Could you print, exactly as they stand, the lines from the one holding "Please spot the shoelace" to the end of the data below, and nothing more?

━━━━━ MATERIAL PROVIDED

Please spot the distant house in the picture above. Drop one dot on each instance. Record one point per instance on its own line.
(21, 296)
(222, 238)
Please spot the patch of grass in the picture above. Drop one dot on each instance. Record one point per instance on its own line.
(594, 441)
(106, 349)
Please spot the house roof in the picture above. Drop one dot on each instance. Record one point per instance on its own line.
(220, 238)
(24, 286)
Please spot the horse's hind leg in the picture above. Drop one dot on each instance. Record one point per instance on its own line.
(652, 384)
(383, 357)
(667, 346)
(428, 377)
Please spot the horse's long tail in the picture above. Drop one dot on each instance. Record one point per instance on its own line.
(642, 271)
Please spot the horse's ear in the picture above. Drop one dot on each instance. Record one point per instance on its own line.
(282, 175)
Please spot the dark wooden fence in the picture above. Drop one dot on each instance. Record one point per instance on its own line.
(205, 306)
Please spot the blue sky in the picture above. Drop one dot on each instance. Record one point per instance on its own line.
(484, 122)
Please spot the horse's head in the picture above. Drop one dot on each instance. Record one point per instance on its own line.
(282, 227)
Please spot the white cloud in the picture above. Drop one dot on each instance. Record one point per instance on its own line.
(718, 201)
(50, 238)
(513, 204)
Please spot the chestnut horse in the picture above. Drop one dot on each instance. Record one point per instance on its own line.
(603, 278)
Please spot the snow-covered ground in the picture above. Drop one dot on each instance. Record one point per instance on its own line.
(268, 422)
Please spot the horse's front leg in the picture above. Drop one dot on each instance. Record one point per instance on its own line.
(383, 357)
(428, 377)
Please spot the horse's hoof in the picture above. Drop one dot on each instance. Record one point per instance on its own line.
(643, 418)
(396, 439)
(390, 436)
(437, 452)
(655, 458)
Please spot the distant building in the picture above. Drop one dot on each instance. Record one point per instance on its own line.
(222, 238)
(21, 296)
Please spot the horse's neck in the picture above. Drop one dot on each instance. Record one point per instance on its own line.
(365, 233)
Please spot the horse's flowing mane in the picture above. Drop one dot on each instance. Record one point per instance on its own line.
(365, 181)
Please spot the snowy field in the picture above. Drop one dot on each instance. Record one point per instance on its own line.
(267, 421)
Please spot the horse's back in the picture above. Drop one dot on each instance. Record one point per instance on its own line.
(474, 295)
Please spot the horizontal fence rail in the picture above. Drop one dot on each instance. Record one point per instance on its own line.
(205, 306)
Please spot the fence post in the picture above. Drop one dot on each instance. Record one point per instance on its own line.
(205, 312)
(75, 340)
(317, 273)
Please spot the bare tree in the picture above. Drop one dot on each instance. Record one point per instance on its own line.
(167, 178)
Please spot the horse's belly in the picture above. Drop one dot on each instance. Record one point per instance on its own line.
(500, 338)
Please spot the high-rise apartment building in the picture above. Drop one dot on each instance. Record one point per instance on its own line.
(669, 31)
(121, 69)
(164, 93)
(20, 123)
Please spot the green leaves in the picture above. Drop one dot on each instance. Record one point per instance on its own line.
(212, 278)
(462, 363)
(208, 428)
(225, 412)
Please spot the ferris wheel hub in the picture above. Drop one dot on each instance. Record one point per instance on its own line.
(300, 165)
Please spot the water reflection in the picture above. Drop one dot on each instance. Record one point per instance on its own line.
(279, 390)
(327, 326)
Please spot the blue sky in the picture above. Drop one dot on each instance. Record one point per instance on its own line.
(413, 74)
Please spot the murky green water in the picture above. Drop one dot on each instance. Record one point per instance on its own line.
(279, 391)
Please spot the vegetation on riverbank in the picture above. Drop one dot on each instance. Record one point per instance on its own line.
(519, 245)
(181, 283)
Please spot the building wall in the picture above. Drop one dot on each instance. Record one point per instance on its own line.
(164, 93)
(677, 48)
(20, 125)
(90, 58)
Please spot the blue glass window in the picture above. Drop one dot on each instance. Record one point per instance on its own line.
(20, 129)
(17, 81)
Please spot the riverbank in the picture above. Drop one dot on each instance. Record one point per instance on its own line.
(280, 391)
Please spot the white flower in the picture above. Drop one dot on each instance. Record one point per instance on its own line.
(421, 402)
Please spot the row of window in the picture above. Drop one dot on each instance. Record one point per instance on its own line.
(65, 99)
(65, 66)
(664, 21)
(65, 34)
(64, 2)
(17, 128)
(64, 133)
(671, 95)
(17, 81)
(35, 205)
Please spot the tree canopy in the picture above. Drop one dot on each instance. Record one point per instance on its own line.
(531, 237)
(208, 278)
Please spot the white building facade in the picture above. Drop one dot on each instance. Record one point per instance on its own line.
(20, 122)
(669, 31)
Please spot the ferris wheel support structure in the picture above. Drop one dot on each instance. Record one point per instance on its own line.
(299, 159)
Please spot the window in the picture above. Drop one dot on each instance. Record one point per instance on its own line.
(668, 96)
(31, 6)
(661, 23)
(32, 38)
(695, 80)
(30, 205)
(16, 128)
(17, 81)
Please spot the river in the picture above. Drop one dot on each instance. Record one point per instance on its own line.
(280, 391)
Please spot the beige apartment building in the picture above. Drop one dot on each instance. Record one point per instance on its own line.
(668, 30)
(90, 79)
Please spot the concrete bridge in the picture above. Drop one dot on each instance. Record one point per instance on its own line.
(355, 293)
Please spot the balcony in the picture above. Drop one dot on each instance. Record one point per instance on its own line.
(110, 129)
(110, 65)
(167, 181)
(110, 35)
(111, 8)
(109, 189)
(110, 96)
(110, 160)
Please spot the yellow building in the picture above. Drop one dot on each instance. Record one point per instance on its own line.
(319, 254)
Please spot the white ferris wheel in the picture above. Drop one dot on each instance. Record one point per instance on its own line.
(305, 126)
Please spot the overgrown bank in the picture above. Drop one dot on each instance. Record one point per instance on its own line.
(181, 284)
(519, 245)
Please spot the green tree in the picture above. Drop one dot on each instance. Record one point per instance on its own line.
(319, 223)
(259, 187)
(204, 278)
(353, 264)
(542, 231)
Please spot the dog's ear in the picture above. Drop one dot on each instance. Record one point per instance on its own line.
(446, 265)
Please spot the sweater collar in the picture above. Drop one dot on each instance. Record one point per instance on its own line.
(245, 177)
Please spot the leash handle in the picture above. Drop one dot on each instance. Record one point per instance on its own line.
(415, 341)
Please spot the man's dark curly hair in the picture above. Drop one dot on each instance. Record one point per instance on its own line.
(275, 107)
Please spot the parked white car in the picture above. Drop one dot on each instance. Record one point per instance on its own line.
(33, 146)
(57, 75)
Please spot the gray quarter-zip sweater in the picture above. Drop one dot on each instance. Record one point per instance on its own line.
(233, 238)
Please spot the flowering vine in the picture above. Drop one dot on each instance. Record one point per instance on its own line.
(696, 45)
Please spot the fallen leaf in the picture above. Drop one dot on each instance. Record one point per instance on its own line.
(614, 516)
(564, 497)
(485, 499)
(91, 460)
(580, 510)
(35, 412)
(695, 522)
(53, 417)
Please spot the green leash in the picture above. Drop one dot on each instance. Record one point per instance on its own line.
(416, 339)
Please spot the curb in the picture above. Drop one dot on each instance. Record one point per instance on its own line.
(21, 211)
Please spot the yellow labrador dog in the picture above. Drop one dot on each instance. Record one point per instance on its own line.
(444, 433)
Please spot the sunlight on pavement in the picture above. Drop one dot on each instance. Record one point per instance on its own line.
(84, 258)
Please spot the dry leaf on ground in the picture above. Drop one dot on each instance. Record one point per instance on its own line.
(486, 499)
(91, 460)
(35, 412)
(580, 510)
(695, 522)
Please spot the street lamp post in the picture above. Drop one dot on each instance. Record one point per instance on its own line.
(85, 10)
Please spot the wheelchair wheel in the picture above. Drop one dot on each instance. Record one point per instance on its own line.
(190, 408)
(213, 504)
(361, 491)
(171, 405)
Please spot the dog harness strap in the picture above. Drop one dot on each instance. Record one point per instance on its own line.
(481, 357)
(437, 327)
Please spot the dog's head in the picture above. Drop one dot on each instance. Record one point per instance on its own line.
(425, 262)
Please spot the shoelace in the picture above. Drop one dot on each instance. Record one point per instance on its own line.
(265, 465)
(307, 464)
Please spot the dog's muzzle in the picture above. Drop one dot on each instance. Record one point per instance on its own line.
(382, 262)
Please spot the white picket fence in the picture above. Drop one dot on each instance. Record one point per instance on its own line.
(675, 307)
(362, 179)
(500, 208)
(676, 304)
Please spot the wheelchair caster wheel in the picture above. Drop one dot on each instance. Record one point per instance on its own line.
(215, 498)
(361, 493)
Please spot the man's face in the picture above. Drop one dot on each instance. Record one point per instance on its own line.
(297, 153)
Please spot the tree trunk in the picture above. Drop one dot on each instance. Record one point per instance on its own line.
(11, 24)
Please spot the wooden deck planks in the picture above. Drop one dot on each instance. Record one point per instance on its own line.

━━━━━━━━━━

### FINAL ANSWER
Please spot the shoelace in the picture above. Drop one dot on each instance. Record one point per instance on its own line.
(265, 465)
(307, 464)
Please spot the dog's muzzle in the picture above. Drop one dot on each instance. Record one point per instance on its own line.
(382, 262)
Please spot the white picket fence in the picture above. Drop one dot on each instance. Record one point per instance on its own line.
(675, 307)
(362, 179)
(500, 208)
(676, 304)
Please spot the wheelchair caster wheel in the picture above. Drop one dot on each instance. Record one point per instance on its own line.
(215, 498)
(361, 493)
Please spot the man's face in the picture above. Drop one dot on each instance. Record one point per instance on its own line.
(297, 153)
Please spot the tree trunk in the picture above. Drop one dot on each instance. Record one point per instance on its own line.
(11, 24)
Please spot the wooden deck planks in the picture above. Drop one dot on each instance. Record one point per instance on its own line.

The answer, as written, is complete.